• Compiti da svolgere:
A. Nel brano su Giovanni Pesce, qual era il nome di battaglia della moglie Onorina?
B. Prosegui il brano su Giovanni Pesce partendo subito dopo l'ultima frase.

• Brano citato:
§ §
[Lecce-sf] un saluto a Visone

Delete this message

Reply to this message
Autore: Silverio Tomeo
Data:  
To: social forum
Oggetto: [Lecce-sf] un saluto a Visone
È morto Giovanni Pesce, il gappista Visone
Wladimiro Settimelli


Come per tutti i ragazzini, le grandi imprese, il coraggio, la determinazione,
l'impugnare una pistola in pieno giorno e andare all'attacco, richiedevano
sempre un uomo grande e grosso, un eroe alto e massaccio, senza paura e pronto a
scattare al minimo pericolo. Invece, Giovanni Pesce, medaglia d'oro della
Resistenza, comandante dei Gap - i gruppi patriottici che attaccavano i nazisti
e i repubblichini tra la gente, per strada, sul tram o in treno - era piccolino,
tranquillo, silenzioso. Insomma, non parlava mai più del necessario e quando lo
faceva erano parole senza ostentazione, protervia o sciocche vanterie. Quando lo
aveva visto la prima volta, da ragazzo appunto, ero quasi rimasto deluso. Poi,
con il trascorrere degli anni, avevo capito e , in più di una occasione mi ero
fermato a chiacchierare con lui a lungo, nella speranza di capirne fino in fondo
la mente, il cuore, le scelte, la paura e la tragedia: quella di dovere sparare
a qualcuno, per strada, senza battere ciglio.
L'altra notte Giovanni Pesce, nome di battaglia «Visone», è morto a casa sua, a
Milano, assistito dalla moglie Onorina, nome di battaglia «Sandra», la cara
staffetta che, nel 1943, era l'unica a poterlo avvicinare per consegnare gli
ultimi ordini del Comitato di Liberazione nazionale e della direzione del Pci.
Già, perché il più famoso gappista d'Italia era comunista e veniva da una
famiglia antifascista abituata al lavoro e alla sofferenza.
§ §
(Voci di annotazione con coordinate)
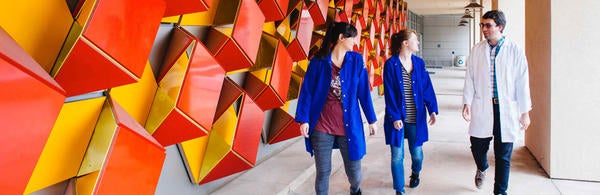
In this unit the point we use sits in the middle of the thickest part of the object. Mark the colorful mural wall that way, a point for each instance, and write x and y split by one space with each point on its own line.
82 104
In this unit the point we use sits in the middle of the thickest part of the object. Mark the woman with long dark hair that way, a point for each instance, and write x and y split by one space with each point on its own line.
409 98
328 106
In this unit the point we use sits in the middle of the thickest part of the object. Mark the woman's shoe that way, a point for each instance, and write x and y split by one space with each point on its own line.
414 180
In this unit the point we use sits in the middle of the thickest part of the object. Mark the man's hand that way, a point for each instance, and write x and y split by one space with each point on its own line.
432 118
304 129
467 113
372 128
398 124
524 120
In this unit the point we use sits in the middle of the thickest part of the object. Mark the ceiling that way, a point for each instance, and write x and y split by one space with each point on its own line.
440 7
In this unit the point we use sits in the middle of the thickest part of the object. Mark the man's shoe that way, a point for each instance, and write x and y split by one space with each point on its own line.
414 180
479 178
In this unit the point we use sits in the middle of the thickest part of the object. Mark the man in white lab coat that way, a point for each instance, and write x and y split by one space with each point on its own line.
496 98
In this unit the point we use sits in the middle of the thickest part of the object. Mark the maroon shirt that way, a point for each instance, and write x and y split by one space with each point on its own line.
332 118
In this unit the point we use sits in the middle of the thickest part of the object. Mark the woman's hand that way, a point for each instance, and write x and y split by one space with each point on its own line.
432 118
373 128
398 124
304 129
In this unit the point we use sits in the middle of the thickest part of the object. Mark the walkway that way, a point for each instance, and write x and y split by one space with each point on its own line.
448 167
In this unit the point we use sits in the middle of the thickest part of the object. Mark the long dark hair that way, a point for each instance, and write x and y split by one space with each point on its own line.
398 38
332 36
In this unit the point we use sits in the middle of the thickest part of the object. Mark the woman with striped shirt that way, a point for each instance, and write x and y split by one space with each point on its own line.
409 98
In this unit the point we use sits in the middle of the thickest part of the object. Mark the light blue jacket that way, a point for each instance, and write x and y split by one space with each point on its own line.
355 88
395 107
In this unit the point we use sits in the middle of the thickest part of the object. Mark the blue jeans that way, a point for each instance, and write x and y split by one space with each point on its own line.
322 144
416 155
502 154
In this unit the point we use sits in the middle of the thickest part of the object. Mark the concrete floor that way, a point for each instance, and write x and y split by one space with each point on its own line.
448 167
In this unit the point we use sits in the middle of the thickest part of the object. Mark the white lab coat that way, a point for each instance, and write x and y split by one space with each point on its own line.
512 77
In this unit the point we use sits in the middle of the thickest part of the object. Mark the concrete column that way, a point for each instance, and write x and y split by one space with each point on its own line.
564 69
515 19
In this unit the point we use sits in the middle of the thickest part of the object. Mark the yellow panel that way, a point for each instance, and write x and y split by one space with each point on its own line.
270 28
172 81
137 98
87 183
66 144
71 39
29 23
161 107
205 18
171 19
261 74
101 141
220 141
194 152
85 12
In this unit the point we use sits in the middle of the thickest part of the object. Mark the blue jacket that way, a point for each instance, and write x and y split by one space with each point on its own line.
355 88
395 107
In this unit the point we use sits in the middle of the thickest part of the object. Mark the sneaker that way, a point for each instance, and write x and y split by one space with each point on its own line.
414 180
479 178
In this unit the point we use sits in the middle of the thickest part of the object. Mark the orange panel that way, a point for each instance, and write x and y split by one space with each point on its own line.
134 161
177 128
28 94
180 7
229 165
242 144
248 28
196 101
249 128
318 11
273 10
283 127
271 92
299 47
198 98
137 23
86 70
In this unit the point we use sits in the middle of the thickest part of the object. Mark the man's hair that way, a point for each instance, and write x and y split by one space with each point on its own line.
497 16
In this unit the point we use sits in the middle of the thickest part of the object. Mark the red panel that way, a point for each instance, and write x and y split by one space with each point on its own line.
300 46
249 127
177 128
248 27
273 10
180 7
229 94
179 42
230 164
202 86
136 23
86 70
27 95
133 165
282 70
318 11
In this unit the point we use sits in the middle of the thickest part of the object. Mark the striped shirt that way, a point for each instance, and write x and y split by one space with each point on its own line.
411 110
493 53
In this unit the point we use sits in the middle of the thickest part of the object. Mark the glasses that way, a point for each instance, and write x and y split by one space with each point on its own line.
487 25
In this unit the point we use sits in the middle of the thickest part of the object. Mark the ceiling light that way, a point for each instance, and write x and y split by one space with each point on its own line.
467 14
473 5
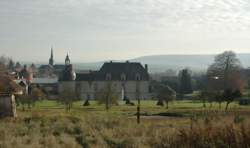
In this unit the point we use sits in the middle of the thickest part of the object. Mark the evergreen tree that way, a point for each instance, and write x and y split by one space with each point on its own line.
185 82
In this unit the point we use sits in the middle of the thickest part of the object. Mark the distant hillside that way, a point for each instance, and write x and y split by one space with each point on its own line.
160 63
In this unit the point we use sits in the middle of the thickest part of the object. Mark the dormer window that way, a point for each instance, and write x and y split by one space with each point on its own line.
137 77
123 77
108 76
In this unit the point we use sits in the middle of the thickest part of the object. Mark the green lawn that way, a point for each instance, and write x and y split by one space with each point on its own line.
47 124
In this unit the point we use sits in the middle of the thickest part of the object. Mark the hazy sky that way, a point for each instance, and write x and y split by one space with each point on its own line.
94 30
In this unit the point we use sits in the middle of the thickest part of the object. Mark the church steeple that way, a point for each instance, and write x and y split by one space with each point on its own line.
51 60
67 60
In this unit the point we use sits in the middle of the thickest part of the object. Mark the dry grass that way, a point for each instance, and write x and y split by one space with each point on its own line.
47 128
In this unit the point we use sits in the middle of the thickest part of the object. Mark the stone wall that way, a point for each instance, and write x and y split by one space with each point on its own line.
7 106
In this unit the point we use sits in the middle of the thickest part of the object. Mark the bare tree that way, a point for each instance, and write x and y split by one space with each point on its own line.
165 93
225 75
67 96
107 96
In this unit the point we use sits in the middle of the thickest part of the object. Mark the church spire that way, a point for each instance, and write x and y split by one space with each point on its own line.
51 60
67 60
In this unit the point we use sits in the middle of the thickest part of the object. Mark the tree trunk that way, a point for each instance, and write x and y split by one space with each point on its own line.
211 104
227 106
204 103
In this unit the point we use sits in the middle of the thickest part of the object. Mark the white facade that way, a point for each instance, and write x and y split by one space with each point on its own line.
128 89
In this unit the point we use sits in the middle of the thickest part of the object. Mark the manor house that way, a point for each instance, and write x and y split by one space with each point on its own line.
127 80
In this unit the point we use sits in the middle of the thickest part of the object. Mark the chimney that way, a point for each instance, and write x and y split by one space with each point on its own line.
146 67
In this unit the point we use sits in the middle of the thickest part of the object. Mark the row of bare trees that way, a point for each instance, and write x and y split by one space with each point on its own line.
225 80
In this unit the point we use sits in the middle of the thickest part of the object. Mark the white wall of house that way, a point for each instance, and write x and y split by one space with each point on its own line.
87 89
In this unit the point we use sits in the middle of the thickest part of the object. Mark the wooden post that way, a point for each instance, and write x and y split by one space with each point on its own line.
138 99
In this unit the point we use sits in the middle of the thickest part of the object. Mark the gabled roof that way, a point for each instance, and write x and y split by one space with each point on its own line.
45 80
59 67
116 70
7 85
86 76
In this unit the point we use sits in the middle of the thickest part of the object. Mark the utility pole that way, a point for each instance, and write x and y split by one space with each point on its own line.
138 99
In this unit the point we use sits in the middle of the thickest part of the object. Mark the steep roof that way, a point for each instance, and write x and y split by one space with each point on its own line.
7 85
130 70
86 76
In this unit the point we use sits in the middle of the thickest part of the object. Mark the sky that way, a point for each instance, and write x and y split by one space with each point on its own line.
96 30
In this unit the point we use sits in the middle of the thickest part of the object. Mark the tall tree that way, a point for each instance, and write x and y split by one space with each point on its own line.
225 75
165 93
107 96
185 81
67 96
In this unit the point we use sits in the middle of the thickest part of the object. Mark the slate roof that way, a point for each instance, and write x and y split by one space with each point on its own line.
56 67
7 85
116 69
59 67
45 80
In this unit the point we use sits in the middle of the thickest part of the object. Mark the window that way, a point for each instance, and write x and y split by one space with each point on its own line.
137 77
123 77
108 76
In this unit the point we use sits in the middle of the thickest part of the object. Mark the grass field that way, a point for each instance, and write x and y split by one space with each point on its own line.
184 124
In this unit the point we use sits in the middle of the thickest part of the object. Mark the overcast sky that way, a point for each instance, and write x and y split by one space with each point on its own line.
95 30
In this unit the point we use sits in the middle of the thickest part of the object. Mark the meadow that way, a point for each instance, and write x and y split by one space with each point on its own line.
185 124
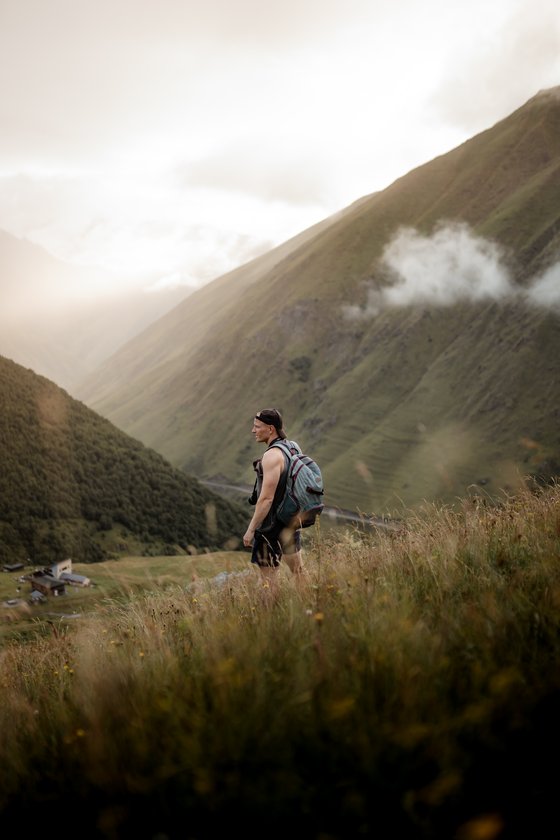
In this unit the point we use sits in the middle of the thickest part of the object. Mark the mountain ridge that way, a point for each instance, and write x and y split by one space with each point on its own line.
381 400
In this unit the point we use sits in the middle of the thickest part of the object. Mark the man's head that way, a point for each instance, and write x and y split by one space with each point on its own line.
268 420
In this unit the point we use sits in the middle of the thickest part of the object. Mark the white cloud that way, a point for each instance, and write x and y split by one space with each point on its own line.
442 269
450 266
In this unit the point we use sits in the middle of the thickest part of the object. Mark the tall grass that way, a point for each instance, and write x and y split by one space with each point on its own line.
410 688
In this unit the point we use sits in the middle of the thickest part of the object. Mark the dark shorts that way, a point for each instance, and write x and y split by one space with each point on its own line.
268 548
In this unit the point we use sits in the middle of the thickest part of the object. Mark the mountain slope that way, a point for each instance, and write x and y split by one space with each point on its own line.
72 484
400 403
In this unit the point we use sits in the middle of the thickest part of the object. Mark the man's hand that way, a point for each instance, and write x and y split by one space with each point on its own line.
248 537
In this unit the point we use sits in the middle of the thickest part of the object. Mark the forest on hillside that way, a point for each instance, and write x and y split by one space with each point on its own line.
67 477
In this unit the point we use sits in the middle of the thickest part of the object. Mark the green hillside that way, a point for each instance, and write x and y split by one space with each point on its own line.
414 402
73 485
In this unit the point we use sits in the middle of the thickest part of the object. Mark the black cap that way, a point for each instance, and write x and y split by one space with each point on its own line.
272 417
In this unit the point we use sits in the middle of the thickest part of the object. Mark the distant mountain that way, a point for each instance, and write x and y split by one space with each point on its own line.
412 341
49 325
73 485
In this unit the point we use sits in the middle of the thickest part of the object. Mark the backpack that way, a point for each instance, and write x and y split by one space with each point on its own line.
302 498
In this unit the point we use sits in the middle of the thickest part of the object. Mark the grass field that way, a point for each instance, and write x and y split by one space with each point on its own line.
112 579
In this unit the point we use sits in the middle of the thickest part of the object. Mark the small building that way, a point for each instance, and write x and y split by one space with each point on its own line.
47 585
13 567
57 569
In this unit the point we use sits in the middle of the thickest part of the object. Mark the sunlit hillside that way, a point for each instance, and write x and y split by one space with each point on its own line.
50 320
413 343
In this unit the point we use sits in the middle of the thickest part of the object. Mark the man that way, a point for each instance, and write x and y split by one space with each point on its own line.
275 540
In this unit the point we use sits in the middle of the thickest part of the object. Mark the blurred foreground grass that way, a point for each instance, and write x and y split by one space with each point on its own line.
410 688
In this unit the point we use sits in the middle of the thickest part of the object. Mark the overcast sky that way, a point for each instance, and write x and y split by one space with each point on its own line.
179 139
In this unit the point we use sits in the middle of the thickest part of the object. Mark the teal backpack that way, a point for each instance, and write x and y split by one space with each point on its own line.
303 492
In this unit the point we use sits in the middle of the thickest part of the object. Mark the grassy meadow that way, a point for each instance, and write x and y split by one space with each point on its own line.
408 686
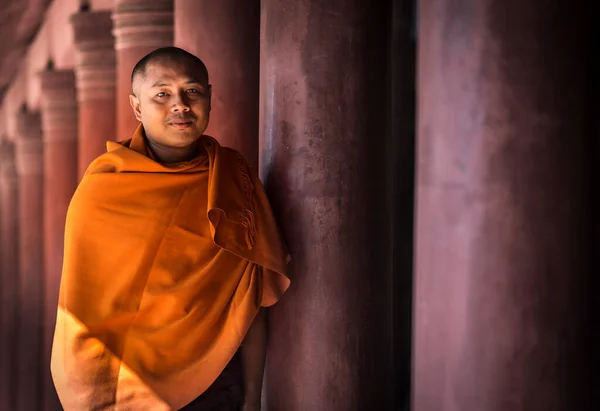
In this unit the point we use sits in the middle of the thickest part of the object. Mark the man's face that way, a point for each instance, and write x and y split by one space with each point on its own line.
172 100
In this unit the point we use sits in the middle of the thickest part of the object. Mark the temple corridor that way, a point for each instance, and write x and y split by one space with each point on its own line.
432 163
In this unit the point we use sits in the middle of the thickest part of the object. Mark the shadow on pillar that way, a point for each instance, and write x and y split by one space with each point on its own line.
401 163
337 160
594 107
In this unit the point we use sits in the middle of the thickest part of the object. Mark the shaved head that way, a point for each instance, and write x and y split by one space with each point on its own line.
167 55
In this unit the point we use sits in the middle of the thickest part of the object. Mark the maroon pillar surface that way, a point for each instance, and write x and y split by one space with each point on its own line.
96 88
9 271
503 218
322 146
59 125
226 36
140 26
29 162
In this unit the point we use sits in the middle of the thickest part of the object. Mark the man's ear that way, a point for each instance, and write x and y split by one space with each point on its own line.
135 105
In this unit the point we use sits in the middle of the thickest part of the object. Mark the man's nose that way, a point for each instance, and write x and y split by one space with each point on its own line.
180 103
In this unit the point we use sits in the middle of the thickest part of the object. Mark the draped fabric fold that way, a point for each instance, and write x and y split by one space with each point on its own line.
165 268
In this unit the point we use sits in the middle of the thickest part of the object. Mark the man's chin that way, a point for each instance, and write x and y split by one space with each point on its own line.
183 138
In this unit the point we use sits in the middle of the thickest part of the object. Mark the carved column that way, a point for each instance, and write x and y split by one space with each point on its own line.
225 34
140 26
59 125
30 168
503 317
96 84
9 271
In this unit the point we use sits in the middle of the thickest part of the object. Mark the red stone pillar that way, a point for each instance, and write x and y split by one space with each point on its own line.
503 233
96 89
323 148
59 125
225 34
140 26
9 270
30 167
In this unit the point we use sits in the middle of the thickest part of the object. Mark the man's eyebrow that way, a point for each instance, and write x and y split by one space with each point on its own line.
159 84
§ §
• Soluzioni dell'esercizio:
A. «Sandra».

B.
La biografia di Giovanni ha dell'incredibile. Quando lui raccontava di quella
sua vita complicata e diversa dal solito, potevi stare ore ad ascoltarlo. Era
nato nel 1918 a Visone D'Acqui, in provincia di Alessandria. Il padre, presto,
molto presto, era stato costretto ad andarsene da casa e ad emigrare in Francia
con tutta la famiglia. I fascisti non davano tregua. Erano finiti in un paesetto
con le miniere e Giovanni, nella piccola vineria aperta dal padre, trascorreva
ore e ore con «musi neri». A volte, qualcuno finiva lo stipendio cercando di
soffocare nel bere la miseria e la nostalgia. Ecco Pesce, ascoltava sempre quei
minatori e da loro imparava e capiva. Poi, anche lui, a quattordici anni, era
finito giù nelle gallerie per quattro soldi.
Il giorno che l'Italia fascista aveva attaccato la Francia ormai messa alle
corde dai nazisti, lo avevano trasferito in un campo di prigionia. Poi il
rientro, da solo, a Visone. Una spiata lo aveva fatto finire in carcere e poi al
confino di Ventotene , dove aveva conosciuto Pertini, Terracini e tanti, tanti
altri compagni.
Nel 1943, con il crollo del fascismo, «Visone» era tornato di nuovo a casa. Poi,
il partito lo aveva mobilitato per fondare i Gap a Torino. Ma il lavoro più duro
e difficile lo avrebbe, più tardi, affrontato a Milano. Era stato inviato in
Lombardia per occuparsi delle grandi fabbriche perché fascisti e nazisti
terrorizzavano gli operai. Centinaia di loro venivano, tra l'altro, trasferiti
nei campi di sterminio. E guai a protestare o scioperare. C'erano, tra gli
addetti alle macchine di alcune grandi industrie, capi e capetti che facevano la
spia. O personaggi che, per una manciata di soldi e qualche chilo di sale (che
Italia terribile e piena di odio e di terrore in quel '43, '44 e '45) erano
disposti a vendere chiunque. C'era bisogna, dunque, di una azione forte che
facesse sentire agli operai che la Resistenza pensava a loro e alla loro
protezione. Giovanni Pesce, dal nulla, aveva imparato a sparare, Non solo:
portava sempre addosso due pistole, non una sola. Ed era diventato uno che non
sbagliava mai un colpo. Viveva isolato in un microscopico appartamento e usciva
soltanto per l'attacco improvviso e per incontrare altri due o tre compagni dei
Gap. Ma quando entrava in azione era sempre solo: non si fidava di nessuno.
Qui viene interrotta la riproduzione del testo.